* _与えられた文章_
▶

吟遊旅人のシネマな日々

歌って踊れる図書館司書、エル・ライブラリー(大阪産業労働資料館)の館長・谷合佳代子の個人ブログ。映画評はネタばれも含むのでご注意。映画のデータはallcinema から引用しました。写真は映画.comからリンク取得。感謝。㏋に掲載していた800本の映画評が現在閲覧できなくなっているので、少しずつこちらに転載中ですが全部終わるのは2025年ごろかも。旧ブログの500本弱も統合中ですがいつ終わるか見当つかず。本ブログの文章はクリエイティブ・コモンズ・ライセンス CC-BY-SA で公開します。

戦場のアリア

 1914年、第一次世界大戦が始まって4ヶ月を過ぎたフランス北部の前線で、仏・独・スコットランド軍が塹壕戦を繰り広げていた。苛烈な戦いの日々に倦んだ兵士たちにクリスマスがやってきた。これは、期せずして実現したクリスマス休戦の実話に基づいた美しい物語。

 各国の塹壕はほんの100メートルほどの距離をおいているだけ。兵士たちは互いの顔が見える距離で塹壕に篭っていて、いざ戦闘が始まれば塹壕から飛び出して白兵戦になるのだ。悲惨極まりないその戦いは名作「西部戦線異状なし」にも描かれた。

 ドイツ軍の塹壕に60センチほどのクリスマスツリーが何本も届いたことが一つのきっかけだった。イブの晩、スコットランド塹壕にはバグパイプがあり、ドイツ軍の兵士の中には有名なテノール歌手がいて、さらにはその歌手の妻であるソプラノ歌手が訪問してドイツ軍の慰安にあたることになっていた。
 スコットランド兵がバグパイプで民謡を演奏し歌えば、ドイツのテノール歌手が賛美歌を歌いだし、それに合わせてスコットランド兵が伴奏を始める。さらに大胆にもドイツのテノール歌手はクリスマスツリーを高々と掲げて塹壕を出、ノーマンズ・ランド(中立地帯)へと歩みだした。後はなだれを打ったように各国の兵士たちがワインを捧げ、喊声とともに塹壕を飛び出してきた。最初はおそるおそる。やがて怒涛のように。

 3カ国の将校たちが歩み寄って「クリスマスだし、今夜は停戦しよう」と話し合い、フランス軍中尉のシャンペンで乾杯した。彼らはいずれもまだ若く、故国に残してきた妻のことが気にかかる。「世間話」をするうちに、彼らの間に意外な共通点が見つかったり、心温まる逸話があったりして、一挙に心が打ち解けあうのだ。なんという美しい場面だろう。

 3カ国の兵士たちは心を通わせ、サッカーやトランプに興じ、大いに飲み愉快に過ごす。ここは戦場なのに、そんなことは誰もが忘れている。そんな光景を見ながわたしは、「ああ、いいなぁ。このままずっといつまでも休戦してなさい」とスクリーンに向かってつぶやいていた。しかし、実際にはその後戦争は3年も続いたのだ。なんということだろう。

◀

* _記録一覧_
▶

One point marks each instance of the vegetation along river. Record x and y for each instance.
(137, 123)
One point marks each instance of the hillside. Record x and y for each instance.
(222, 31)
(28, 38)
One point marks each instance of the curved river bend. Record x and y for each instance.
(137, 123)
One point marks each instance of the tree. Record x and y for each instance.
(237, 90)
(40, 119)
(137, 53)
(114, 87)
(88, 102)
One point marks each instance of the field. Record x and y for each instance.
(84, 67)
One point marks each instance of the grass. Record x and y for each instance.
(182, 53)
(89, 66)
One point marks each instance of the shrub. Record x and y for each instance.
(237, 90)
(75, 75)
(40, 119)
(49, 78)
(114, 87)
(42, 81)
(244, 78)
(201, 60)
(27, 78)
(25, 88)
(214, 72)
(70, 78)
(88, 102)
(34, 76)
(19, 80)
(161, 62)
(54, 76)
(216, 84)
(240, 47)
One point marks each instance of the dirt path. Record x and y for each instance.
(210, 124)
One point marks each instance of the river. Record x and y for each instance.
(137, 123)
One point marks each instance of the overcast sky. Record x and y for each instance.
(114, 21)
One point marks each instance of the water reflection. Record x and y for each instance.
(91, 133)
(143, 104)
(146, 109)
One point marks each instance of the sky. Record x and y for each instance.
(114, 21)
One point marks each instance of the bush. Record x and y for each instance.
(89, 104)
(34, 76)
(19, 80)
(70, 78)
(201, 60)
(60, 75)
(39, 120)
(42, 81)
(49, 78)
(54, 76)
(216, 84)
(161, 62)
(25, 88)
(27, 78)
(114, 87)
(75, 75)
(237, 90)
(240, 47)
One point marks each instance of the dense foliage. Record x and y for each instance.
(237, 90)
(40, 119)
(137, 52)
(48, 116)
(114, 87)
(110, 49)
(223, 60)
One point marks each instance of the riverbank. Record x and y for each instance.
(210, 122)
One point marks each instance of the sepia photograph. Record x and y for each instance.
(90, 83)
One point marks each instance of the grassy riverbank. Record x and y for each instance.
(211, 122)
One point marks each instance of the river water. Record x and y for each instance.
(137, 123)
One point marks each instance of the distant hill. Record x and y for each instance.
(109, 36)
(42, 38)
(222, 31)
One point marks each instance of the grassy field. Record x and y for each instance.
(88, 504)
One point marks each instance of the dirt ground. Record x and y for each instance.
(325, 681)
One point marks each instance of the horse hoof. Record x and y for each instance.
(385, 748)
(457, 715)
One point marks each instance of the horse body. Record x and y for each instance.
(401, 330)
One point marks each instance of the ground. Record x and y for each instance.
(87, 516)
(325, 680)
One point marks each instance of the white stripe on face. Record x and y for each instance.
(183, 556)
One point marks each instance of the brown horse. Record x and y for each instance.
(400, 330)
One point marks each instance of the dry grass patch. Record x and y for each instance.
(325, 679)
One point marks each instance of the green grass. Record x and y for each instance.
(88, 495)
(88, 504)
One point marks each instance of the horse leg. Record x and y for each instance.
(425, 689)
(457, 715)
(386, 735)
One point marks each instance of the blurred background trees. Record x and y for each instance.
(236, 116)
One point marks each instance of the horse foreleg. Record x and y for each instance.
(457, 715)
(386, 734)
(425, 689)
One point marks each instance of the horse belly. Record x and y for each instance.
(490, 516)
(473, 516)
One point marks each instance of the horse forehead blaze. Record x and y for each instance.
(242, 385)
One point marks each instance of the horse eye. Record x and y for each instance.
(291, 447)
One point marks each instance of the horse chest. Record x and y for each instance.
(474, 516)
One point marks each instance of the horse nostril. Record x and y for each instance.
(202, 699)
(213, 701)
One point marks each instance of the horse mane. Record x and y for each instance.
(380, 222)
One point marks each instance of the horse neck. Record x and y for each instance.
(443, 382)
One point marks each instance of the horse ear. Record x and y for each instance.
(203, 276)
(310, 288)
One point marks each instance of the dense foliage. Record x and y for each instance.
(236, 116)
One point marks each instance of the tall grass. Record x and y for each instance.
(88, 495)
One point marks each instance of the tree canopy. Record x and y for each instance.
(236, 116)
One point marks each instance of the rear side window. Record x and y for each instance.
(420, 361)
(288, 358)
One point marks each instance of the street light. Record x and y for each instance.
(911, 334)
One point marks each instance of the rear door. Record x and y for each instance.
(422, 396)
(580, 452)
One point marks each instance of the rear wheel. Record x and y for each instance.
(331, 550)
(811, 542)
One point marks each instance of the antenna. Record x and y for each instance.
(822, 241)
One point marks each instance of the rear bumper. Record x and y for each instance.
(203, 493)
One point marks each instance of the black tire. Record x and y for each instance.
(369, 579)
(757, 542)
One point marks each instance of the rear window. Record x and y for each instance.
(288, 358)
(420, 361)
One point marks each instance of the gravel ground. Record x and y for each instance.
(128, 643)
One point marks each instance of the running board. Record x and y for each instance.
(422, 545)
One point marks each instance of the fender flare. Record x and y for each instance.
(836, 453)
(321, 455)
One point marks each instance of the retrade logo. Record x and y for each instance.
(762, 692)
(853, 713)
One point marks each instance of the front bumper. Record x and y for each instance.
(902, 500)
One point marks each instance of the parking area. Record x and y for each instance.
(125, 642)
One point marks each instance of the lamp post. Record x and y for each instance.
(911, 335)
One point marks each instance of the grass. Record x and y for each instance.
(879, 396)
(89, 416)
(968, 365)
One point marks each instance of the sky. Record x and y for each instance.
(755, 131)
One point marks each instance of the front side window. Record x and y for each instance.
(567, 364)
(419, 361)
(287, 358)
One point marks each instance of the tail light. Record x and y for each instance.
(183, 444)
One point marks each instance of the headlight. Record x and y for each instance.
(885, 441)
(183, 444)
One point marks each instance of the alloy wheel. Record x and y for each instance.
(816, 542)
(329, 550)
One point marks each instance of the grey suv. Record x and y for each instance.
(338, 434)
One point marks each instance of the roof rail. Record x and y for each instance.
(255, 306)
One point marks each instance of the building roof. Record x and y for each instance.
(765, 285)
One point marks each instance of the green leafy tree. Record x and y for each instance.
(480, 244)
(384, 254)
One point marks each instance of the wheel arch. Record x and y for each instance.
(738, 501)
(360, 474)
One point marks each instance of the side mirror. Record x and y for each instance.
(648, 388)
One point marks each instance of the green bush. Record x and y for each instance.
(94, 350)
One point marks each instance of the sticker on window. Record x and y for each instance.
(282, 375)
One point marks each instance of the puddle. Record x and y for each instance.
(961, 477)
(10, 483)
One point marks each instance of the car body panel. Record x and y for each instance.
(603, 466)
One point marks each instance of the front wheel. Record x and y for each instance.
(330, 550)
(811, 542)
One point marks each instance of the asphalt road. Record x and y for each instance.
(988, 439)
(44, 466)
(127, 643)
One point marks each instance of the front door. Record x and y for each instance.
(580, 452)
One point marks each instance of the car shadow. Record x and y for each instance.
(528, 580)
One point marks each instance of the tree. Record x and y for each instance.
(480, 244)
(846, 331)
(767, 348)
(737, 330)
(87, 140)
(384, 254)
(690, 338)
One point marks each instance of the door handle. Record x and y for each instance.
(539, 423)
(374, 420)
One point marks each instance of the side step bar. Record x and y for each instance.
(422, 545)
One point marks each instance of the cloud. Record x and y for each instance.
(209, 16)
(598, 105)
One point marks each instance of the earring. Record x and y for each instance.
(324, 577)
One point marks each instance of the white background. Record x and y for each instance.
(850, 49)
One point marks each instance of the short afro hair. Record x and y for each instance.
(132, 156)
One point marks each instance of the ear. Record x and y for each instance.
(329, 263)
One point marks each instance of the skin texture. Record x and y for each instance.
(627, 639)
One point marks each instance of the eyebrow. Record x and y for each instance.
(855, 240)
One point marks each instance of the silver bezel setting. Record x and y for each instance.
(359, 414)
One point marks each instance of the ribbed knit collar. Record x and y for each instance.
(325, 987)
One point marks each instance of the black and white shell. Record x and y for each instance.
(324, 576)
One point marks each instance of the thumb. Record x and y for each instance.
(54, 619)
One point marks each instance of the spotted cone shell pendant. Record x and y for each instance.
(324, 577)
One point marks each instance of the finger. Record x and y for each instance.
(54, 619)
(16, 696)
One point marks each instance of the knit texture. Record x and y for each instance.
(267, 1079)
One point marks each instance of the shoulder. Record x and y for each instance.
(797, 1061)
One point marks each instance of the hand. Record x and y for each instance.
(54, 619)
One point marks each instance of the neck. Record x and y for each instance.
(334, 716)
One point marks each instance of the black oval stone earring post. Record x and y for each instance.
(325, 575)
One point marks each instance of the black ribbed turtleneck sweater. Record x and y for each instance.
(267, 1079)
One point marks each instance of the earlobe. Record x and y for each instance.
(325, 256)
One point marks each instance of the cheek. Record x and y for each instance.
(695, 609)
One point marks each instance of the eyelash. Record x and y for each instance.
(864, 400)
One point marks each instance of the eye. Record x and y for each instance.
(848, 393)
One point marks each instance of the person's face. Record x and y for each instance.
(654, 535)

◀

* _課題の目標 1_
次の(a)〜(c)が「戦場のアリア」の映画評の内容と合っているかを、はいかいいえで答え、それぞれ判断の根拠となる映画評の言葉をそのまま引用してください。(a) 各国の塹壕は100メートルほどしか離れていなかった。(b) 3カ国の将校たちはドイツ軍中尉のシャンペンで乾杯した。(c) 実際には、その後戦争は3年続いた。
* _課題の目標 2_
「戦場のアリア」の映画評を、最後の文に続けて書き進めてください。
記録はここでは使いません。

* _練習の解答 1_
(a) はい。「各国の塹壕はほんの100メートルほどの距離をおいているだけ。」
(b) いいえ。「フランス軍中尉のシャンペンで乾杯した。」
(c) はい。「しかし、実際にはその後戦争は3年も続いたのだ。」

* _練習の解答 2_
 これがハリウッド映画だと登場人物全員が英語をしゃべるというとんでもない事態になるのだろうけれど、ヨーロッパ映画は良い、人物はちゃんとそれぞれの言語をしゃべるし、ドイツ人が英語やフランス語をしゃべったりフランス人が英語をしゃべったりして、その訛り方がまた微笑ましい。そして神父のミサは宗派を超えてラテン語で行われる。ヨーロッパにはキリスト教という共通の文化があり、ラテン語という共通語がある(といっても教会内でしか使わない簡単なもの)ということが救いになるのだ、と思う。それでも実際はずっと戦争をしてきたのだから、結局のところ宗教は救いにならないという証左か。

 それに、キリスト教徒同士だからこういう話も成り立つが、異教徒間ではこうはいかないだろう。ドイツ軍の将校は「わたしはユダヤ人なのでクリスマスは意味ないが、感動した」と述べていたのが印象深い。ユダヤ教キリスト教には共通点も多いし、歩み寄ることが容易なのだろうと思える。そもそもユダヤ人は長い間ヨーロッパで生きてきたわけだし。もしこういう事態がイスラム教徒との間で起これば本当に素晴らしいと思えるのだが……。

 ドイツ軍将校がユダヤ人か、では彼は20年後にはナチスに迫害される身になるのか、と思うとたとえこの戦争を生き残っても彼の将来は暗い、と暗澹たる気持ちになる。そういえば、『アンネの日記』のアンネ・フランクの父は確か、ドイツ軍の軍人だったことがあり、そのおかげで収容所で生き延びることができたらしい。

 戦場のミサではスコットランドの神父がラテン語で兵士に神の愛を語りかけたというのに、スコットランドの司教は英語のミサで英国兵に「ドイツ人を殲滅せよ」と説教する。なんということだろう、隣人を愛せよと神はのたまわったのではないのか? この場面に見られるように、この映画には宗教や国家への批判が満ちている。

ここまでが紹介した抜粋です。